• Collected data entries:
%%
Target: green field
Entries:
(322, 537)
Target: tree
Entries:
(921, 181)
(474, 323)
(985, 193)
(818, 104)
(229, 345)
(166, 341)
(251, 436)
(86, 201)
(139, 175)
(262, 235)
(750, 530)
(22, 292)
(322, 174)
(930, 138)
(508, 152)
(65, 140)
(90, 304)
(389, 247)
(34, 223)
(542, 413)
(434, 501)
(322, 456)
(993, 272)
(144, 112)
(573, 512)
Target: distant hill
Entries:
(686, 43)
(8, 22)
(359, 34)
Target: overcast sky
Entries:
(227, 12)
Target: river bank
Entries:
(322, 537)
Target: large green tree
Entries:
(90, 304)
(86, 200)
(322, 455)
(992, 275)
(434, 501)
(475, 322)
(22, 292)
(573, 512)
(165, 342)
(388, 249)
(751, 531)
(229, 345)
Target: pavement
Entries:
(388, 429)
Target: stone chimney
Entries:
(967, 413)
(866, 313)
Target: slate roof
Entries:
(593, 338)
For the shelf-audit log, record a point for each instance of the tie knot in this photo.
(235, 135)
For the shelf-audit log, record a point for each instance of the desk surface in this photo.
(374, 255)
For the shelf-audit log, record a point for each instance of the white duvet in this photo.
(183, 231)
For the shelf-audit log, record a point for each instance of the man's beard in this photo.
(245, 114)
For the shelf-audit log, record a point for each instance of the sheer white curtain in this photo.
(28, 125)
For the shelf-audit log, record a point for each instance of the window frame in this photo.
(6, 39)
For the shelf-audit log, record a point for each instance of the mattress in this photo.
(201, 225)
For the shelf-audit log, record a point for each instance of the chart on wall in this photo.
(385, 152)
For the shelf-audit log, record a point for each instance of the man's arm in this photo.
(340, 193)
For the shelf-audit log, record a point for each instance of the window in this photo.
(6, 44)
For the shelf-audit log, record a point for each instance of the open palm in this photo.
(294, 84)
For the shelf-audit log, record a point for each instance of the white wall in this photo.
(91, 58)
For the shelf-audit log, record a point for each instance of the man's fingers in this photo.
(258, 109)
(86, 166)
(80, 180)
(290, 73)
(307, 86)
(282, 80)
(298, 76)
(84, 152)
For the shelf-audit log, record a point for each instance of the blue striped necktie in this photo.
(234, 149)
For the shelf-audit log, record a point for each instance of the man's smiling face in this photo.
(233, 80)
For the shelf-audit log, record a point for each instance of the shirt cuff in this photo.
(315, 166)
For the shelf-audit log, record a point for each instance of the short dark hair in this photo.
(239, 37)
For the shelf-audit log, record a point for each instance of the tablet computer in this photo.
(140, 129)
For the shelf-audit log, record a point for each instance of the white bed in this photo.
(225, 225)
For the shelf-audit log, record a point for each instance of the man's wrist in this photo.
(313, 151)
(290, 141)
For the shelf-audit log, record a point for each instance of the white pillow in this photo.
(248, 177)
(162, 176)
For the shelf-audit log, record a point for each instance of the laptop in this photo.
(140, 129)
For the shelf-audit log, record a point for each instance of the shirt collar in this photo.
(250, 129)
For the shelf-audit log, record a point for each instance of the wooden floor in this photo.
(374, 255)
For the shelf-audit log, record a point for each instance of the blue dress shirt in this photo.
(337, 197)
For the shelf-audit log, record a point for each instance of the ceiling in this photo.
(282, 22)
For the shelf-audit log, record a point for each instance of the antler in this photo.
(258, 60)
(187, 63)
%%
• Brief: Switch "Target" to "Label" everywhere it occurs in the items, and write out every line again with nothing else changed.

• Completed task:
Label: green field
Entries:
(322, 537)
Label: tree
Entries:
(921, 181)
(474, 323)
(985, 193)
(818, 104)
(229, 345)
(166, 341)
(251, 436)
(86, 201)
(139, 175)
(262, 235)
(750, 530)
(22, 292)
(322, 174)
(930, 138)
(508, 152)
(65, 140)
(90, 304)
(389, 247)
(34, 223)
(542, 413)
(434, 501)
(322, 456)
(993, 272)
(144, 112)
(573, 512)
Label: distant hill
Entries:
(686, 43)
(8, 22)
(359, 34)
Label: overcast sky
Entries:
(227, 12)
Label: river bank
Entries:
(322, 537)
Label: large green tree
Entries:
(90, 304)
(86, 200)
(322, 455)
(992, 275)
(434, 501)
(475, 322)
(22, 292)
(573, 512)
(165, 342)
(388, 249)
(751, 531)
(229, 345)
Label: pavement
Entries:
(388, 429)
Label: stone chimney
Entries:
(967, 413)
(866, 313)
Label: slate roof
Entries:
(593, 338)
For the shelf-audit log, record a point for each instance of the tie knot in this photo.
(235, 135)
For the shelf-audit log, record a point for each instance of the desk surface in this photo.
(374, 255)
For the shelf-audit log, record a point for each instance of the white duvet in this photo.
(183, 231)
For the shelf-audit log, record a point for each instance of the man's beard in this photo.
(245, 114)
For the shelf-audit log, record a point for each instance of the sheer white curtain in this photo.
(28, 125)
For the shelf-audit log, record a point for each instance of the window frame in this photo.
(6, 39)
For the shelf-audit log, record a point for each instance of the mattress in this photo.
(201, 225)
For the shelf-audit log, record a point for each instance of the chart on wall in this photo.
(385, 152)
For the shelf-audit log, record a point for each instance of the man's arm in this photo.
(340, 193)
For the shelf-audit log, record a point for each instance of the window in this photo.
(6, 44)
For the shelf-audit log, record a point for each instance of the open palm in this photo.
(294, 84)
For the shelf-audit log, record a point for each instance of the white wall in this photo.
(91, 58)
For the shelf-audit log, record a point for each instance of the man's fingers in this photo.
(258, 109)
(86, 166)
(80, 180)
(290, 73)
(307, 86)
(282, 80)
(298, 76)
(84, 152)
For the shelf-audit log, record a point for each instance of the blue striped necktie in this photo.
(234, 149)
For the shelf-audit log, record a point for each instance of the man's smiling face in this photo.
(233, 80)
For the shelf-audit log, record a point for each instance of the shirt cuff in this photo.
(315, 166)
For the shelf-audit log, record a point for each instance of the short dark hair in this photo.
(239, 37)
For the shelf-audit log, record a point for each instance of the tablet computer in this photo.
(140, 129)
For the shelf-audit log, record a point for each instance of the white bed in this photo.
(225, 225)
For the shelf-audit log, record a point for each instance of the man's wrist in this photo.
(313, 151)
(290, 141)
For the shelf-audit log, record a point for each instance of the white pillow in this photo.
(248, 177)
(162, 176)
For the shelf-audit log, record a point for each instance of the laptop in this photo.
(140, 129)
For the shelf-audit log, record a point for each instance of the shirt collar in this photo.
(250, 129)
For the shelf-audit log, record a point for each instance of the wooden floor in this photo.
(374, 255)
For the shelf-audit log, record a point for each instance of the blue dress shirt in this photo.
(337, 197)
For the shelf-audit log, record a point for each instance of the ceiling in this photo.
(282, 22)
For the shelf-audit log, record a point for each instance of the antler in this photo.
(258, 60)
(187, 63)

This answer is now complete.